Goal of the exercise: Output everything in the data exactly, leaving the pictures out.

------ Material provided ------

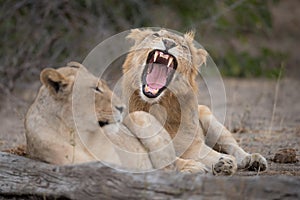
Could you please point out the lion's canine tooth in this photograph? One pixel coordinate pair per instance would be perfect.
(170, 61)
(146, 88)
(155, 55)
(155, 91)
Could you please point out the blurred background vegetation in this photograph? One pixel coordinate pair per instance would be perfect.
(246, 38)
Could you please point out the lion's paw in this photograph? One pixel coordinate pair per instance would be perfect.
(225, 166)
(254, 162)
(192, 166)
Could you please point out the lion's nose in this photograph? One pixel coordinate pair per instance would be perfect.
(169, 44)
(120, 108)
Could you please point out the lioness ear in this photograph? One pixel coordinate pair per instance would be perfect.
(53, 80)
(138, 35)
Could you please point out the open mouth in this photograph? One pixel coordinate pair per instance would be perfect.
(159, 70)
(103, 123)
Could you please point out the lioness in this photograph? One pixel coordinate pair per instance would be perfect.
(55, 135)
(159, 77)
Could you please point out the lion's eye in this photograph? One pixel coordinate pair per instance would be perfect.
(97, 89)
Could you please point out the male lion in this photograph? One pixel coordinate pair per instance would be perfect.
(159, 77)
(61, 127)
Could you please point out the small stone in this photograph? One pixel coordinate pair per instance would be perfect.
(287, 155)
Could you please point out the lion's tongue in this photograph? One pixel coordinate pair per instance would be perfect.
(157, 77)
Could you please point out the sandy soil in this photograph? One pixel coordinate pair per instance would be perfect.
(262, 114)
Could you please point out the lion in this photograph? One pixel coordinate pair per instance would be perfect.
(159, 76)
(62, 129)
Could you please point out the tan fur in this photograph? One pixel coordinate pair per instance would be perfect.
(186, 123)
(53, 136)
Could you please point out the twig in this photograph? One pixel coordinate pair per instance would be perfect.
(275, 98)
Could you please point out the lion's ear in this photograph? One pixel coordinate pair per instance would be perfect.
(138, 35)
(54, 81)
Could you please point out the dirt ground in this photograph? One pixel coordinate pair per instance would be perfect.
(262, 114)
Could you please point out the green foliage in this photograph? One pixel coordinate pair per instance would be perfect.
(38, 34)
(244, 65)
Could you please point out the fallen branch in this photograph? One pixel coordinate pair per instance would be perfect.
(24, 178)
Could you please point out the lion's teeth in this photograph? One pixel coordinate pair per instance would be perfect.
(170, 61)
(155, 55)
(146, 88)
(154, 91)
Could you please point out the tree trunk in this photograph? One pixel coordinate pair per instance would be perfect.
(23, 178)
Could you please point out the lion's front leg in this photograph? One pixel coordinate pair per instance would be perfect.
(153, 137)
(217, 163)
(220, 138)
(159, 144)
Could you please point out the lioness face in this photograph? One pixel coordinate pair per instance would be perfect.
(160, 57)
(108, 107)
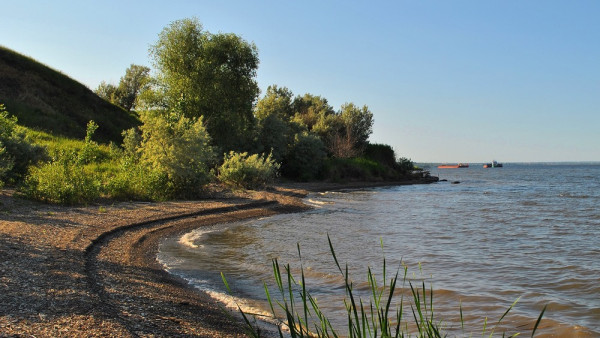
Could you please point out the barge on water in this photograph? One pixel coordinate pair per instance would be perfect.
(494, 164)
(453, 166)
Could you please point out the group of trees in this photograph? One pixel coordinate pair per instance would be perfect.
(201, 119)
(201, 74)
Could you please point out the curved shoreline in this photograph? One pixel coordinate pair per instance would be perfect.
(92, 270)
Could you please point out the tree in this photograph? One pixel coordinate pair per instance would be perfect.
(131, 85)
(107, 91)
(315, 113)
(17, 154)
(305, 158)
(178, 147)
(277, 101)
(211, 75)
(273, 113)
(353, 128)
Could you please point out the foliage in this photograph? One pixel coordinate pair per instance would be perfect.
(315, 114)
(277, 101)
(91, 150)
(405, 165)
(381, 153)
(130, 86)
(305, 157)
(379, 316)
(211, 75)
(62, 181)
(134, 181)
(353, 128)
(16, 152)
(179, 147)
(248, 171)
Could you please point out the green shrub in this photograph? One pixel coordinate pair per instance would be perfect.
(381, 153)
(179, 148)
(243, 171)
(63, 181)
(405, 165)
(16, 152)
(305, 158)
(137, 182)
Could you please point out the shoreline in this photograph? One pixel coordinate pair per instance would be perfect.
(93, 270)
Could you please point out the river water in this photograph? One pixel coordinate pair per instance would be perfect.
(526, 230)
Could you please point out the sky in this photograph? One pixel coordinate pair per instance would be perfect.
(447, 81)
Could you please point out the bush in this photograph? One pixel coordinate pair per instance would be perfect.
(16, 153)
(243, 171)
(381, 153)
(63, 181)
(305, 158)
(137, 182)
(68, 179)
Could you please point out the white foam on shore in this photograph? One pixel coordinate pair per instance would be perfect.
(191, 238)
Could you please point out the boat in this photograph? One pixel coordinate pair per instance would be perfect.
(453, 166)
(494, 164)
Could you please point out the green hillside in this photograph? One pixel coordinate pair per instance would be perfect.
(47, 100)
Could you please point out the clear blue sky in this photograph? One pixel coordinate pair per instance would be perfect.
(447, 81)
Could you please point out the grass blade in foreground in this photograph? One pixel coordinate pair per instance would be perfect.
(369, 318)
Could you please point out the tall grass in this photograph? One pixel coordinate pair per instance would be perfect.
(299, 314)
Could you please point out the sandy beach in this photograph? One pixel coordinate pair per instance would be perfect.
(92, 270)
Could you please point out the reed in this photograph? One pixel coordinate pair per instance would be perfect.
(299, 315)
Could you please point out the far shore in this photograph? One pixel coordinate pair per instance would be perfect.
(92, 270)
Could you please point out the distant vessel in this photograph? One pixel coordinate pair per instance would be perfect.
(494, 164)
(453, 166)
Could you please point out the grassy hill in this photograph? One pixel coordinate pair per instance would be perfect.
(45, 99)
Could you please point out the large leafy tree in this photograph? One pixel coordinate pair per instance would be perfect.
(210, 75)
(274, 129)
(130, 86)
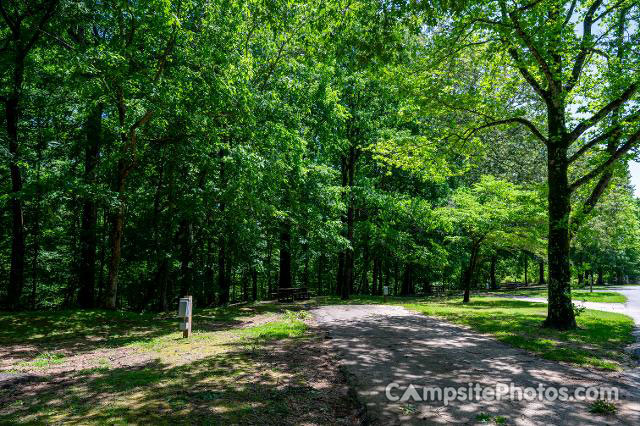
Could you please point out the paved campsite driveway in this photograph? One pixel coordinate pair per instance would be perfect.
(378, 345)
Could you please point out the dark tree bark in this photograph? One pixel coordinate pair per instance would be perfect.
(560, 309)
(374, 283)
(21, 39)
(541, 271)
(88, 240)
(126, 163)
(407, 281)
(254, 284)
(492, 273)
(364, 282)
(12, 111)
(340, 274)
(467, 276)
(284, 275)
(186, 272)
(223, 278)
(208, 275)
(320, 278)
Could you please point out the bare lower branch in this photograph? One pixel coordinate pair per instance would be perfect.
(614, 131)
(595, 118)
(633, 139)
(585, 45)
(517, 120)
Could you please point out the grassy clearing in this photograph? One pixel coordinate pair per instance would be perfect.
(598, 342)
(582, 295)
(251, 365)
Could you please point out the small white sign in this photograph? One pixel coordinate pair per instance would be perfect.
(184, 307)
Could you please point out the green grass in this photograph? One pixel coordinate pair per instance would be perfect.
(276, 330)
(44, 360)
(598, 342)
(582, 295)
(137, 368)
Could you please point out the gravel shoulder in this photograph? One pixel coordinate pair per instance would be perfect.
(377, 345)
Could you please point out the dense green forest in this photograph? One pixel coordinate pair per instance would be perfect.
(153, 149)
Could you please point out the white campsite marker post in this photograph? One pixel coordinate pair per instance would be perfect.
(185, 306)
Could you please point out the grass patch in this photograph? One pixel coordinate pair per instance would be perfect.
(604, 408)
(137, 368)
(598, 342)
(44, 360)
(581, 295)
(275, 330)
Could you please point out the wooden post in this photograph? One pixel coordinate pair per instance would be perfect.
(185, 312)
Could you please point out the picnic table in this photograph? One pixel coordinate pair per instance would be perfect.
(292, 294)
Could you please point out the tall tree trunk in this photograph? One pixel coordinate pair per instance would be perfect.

------

Output of the task:
Could you please point out the lion's canine tooth in this photograph? One pixel coordinate pair per instance would be perfect.
(170, 61)
(146, 88)
(155, 55)
(155, 91)
Could you please point out the blurred background vegetation in this photograph? One pixel coordinate pair per instance would be perfect.
(246, 38)
Could you please point out the lion's paw in this photograph? One pixel coordinate pair per instance would be perfect.
(225, 166)
(254, 162)
(192, 166)
Could you please point out the lion's nose in this photograph? One pixel coordinate pair per instance would be perfect.
(169, 44)
(120, 108)
Could you please point out the lioness ear in this photograph? One pixel coordinate pair per instance would be perfect.
(53, 80)
(138, 35)
Could you please point out the open mouth in this photograph? One pixel coordinate pair per instance would be perfect.
(159, 70)
(103, 123)
Could you please point out the lioness in this photograph? One pixel coordinate pair per instance would be perfect.
(55, 135)
(159, 77)
Could you please point out the lion's eye in this photograph? One pixel coordinate pair per instance would be perfect.
(97, 89)
Could you please point out the male lion in this photograph? One pixel coordinate pair per instance would be perfect.
(159, 77)
(61, 127)
Could you please point out the small stone in this photograph? One pixel coordinate pair per instance would be perfect.
(287, 155)
Could you please point out the lion's tongue in this photograph? One pixel coordinate pair per instance would be perfect.
(157, 77)
Could you please point out the sandy soil in this photograph? One pixel coordinate pair per instance would be perfect.
(262, 114)
Could you please point out the lion in this photograph? One pixel coordinate pair per instance would be perfect.
(159, 76)
(62, 129)
Could you please point out the tan fur in this photograph? One pixel coordinate pair per instance would be perfect.
(186, 123)
(53, 136)
Could you please point out the twig in this photograph? One pixel coordinate pair per instance would be perfect.
(275, 98)
Could you please point out the lion's ear in this photograph? One pixel coordinate pair per instance would be perfect.
(138, 35)
(54, 81)
Could you please point out the dirt ground in this photograph? One pixel coordinate pair per instance would be perfect.
(262, 114)
Could you please point out the green foliage in this photograph? One pixel coordinate pair per instance would be perfect.
(38, 34)
(244, 65)
Could you please point out the fallen branch in this photograph? One pixel coordinate pair per instance would be perfect.
(24, 178)
Could you please point out the lion's teeth in this photograph? One pixel coordinate pair per instance would be perfect.
(170, 61)
(155, 55)
(146, 88)
(154, 91)
Could you please point out the tree trunk in this photograph? One pixel coordinate pair per instance would be perfect.
(23, 178)
Could you please point out the lion's front leg in this photograph? One pixel coordinate pair per instance would be perfect.
(153, 137)
(217, 163)
(220, 138)
(159, 144)
Could you please point out the lioness face in this photograph? One pixel coordinate pair per instance would be perfect.
(160, 57)
(108, 107)
Could you please point out the barge on water in this photograph? One pixel coordinate pair per instance would be perfect.
(494, 164)
(453, 166)
Could you please point out the group of trees in this photograph? One pixel coordinate pair per instance would be perfect.
(201, 119)
(201, 74)
Could you please point out the curved shoreline in this photograph? One pixel coordinate pair per instance would be perfect.
(92, 270)
Could you please point out the tree in this photograph? One pixel coordinate pair per instance would be perfect.
(131, 85)
(107, 91)
(315, 113)
(17, 154)
(305, 158)
(178, 147)
(277, 101)
(211, 75)
(273, 113)
(353, 128)
Could you please point out the foliage in this photograph? One pixel coordinate pair per instance would be perfect.
(315, 114)
(277, 101)
(91, 150)
(405, 165)
(381, 153)
(130, 86)
(305, 157)
(379, 316)
(211, 75)
(62, 181)
(134, 181)
(353, 128)
(16, 152)
(179, 147)
(248, 171)
Could you please point out the green shrub in this photograph? One pixel coordinate pair per instance would be perfect.
(381, 153)
(179, 148)
(243, 171)
(63, 181)
(405, 165)
(16, 152)
(305, 158)
(137, 182)
Could you please point out the shoreline in this photograph? One pixel coordinate pair per instance would be perfect.
(93, 270)
Could you please point out the river water in this photograph? One pixel coordinate pair per instance would be perfect.
(526, 230)
Could you please point out the sky in this photograph? One pixel coordinate pair per instance would be perfect.
(447, 81)
Could you please point out the bush in this photograph? One pixel coordinate pair per instance would be perfect.
(16, 153)
(243, 171)
(381, 153)
(63, 181)
(305, 158)
(137, 182)
(68, 179)
Could you please point out the white foam on shore in this photograph? One pixel coordinate pair per instance would be perfect.
(191, 238)
Could you please point out the boat in this photograph? One pixel coordinate pair per instance would be perfect.
(453, 166)
(494, 164)
Could you please point out the green hillside in this photograph? One pixel coordinate pair per instance would be perfect.
(47, 100)
Could you please point out the clear blue sky in this photograph? One pixel coordinate pair per instance would be perfect.
(447, 81)
Could you please point out the grass blade in foreground in this photograph? One pixel coordinate pair per instance would be perfect.
(369, 318)
Could you please point out the tall grass in this photograph? One pixel coordinate pair per instance would be perfect.
(299, 314)
Could you please point out the sandy beach in this photograph? One pixel coordinate pair per instance would be perfect.
(92, 270)
Could you please point out the reed in this photograph? One pixel coordinate pair per instance would be perfect.
(299, 315)
Could you please point out the far shore in this photograph? One pixel coordinate pair per instance would be perfect.
(92, 270)
Could you please point out the distant vessel in this photograph? One pixel coordinate pair per instance would be perfect.
(494, 164)
(453, 166)
Could you please point out the grassy hill in this photograph? One pixel coordinate pair per instance would be perfect.
(45, 99)
Could you please point out the large leafy tree in this photograph? One pixel coordinate pair per instance would be perfect.
(210, 75)
(274, 129)
(130, 86)
Could you please point out the paved campsite driveway in this photograph? One pixel coordinate pair per instance would be perfect.
(378, 345)
Could you please point out the dark tree bark in this photograph? One pixel coordinate pair per instance would be perfect.
(560, 309)
(374, 283)
(21, 39)
(541, 271)
(88, 240)
(126, 163)
(407, 281)
(254, 284)
(492, 273)
(364, 282)
(12, 111)
(340, 274)
(467, 276)
(284, 275)
(186, 272)
(223, 278)
(208, 275)
(320, 278)
Could you please point out the bare lower branch in this photograph? One pixel coordinate pair per instance would be perfect.
(614, 131)
(595, 118)
(633, 139)
(585, 45)
(517, 120)
Could you please point out the grassy clearing in this photograph? One pixel coordinate pair per instance would be perfect.
(598, 342)
(582, 295)
(251, 365)
Could you please point out the small white sign in this photograph? One pixel coordinate pair per instance would be perfect.
(184, 307)
Could you please point out the green grass in this photograph? One pixel coordinate pair per instance would be perfect.
(276, 330)
(44, 360)
(598, 342)
(582, 295)
(137, 368)
Could you please point out the gravel shoulder in this photograph? One pixel coordinate pair per instance would be perfect.
(377, 345)
Could you please point out the dense green forest in this photograph? One pixel coordinate pair per instance would be perfect.
(153, 149)
Could you please point out the white campsite marker post in this photograph? One pixel coordinate pair per instance would be perfect.
(185, 306)
Could you please point out the grass patch in this photograph? One pixel coordinate pair per instance would be perfect.
(604, 408)
(137, 368)
(598, 342)
(44, 360)
(581, 295)
(275, 330)
Could you please point out the wooden post in this photograph? One pixel coordinate pair per instance would be perfect.
(185, 312)
Could you please point out the picnic table in this photograph? One pixel coordinate pair per instance would be perfect.
(292, 294)
Could you please point out the tall tree trunk in this photograph? One pixel coordinate pair per instance would be perfect.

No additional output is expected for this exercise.